§ **Exercise directions**
Copy out every line of the rows, from the line containing "point: group of" through the end of the rows, shifting each answer coordinate by -90 and leaving all other numbers unchanged.

§ **Data shown**
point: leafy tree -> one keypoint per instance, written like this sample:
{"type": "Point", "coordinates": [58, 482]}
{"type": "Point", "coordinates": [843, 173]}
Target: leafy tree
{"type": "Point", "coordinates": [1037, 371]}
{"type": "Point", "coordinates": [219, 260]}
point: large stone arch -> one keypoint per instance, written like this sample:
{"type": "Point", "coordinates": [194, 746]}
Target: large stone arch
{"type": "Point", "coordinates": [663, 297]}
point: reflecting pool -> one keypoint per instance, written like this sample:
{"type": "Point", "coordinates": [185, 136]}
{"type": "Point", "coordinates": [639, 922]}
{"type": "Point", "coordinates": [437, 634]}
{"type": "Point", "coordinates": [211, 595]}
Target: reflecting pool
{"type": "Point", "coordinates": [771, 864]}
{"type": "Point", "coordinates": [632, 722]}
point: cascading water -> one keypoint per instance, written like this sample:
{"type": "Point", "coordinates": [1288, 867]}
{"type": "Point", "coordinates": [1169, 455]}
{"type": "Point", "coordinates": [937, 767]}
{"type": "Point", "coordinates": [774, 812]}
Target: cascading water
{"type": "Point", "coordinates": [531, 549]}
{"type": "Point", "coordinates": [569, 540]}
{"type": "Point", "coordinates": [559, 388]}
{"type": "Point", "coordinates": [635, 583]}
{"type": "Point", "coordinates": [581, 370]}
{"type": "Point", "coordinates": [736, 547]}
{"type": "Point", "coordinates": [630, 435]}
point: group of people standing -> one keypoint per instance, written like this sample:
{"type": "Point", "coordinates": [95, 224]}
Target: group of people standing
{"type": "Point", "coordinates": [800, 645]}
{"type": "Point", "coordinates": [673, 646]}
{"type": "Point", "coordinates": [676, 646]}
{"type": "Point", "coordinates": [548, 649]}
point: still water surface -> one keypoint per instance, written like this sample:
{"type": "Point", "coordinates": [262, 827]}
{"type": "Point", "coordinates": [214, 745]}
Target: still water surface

§ **Answer to this exercise**
point: group of people standing -> one keypoint per instance, written like this sample:
{"type": "Point", "coordinates": [95, 224]}
Target: group of people standing
{"type": "Point", "coordinates": [710, 555]}
{"type": "Point", "coordinates": [583, 556]}
{"type": "Point", "coordinates": [586, 556]}
{"type": "Point", "coordinates": [458, 559]}
point: still water surface -> one keypoint per instance, written like this sample:
{"type": "Point", "coordinates": [262, 827]}
{"type": "Point", "coordinates": [214, 745]}
Target: still water surface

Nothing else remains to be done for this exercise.